• TASK BRIEF
Which lines in the rows below contain the word "dress"? Pull out each of those lines and copy it in full.

• PROVIDED RECORDS
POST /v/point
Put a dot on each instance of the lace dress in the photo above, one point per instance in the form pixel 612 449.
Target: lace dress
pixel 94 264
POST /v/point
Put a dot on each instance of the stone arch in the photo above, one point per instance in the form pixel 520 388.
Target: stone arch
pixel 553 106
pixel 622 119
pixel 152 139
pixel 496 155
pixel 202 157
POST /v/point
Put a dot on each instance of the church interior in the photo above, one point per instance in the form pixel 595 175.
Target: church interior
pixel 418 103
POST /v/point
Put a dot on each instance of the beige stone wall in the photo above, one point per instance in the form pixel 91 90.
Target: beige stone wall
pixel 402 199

==

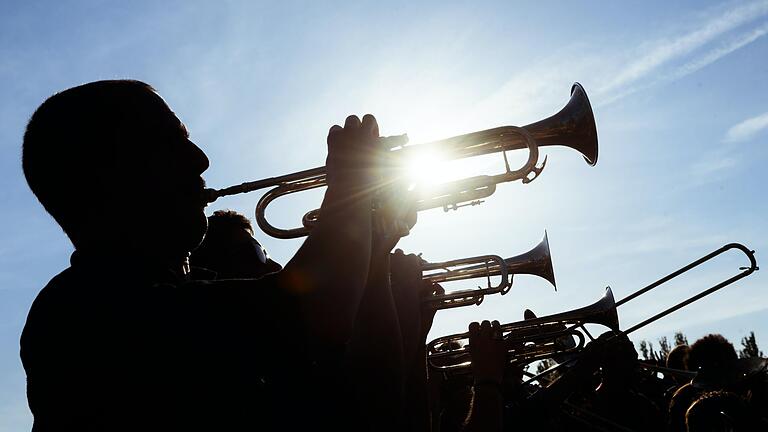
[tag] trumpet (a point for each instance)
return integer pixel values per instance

* * *

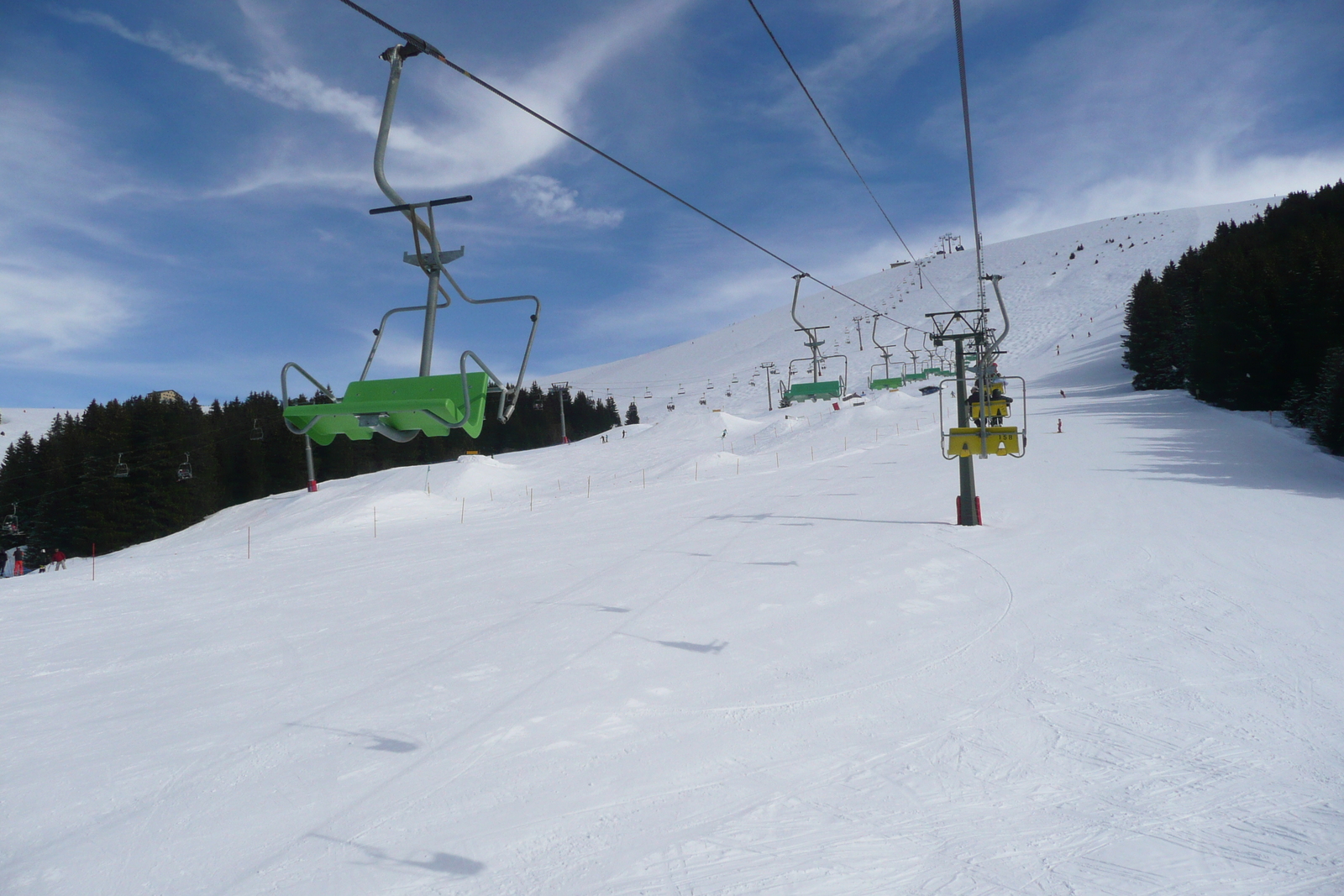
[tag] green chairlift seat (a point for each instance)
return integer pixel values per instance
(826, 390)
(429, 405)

• WORKED SOLUTION
Put a dot on each instance of the lace dress in the photo above, one point per instance in the form pixel 612 449.
Target: lace dress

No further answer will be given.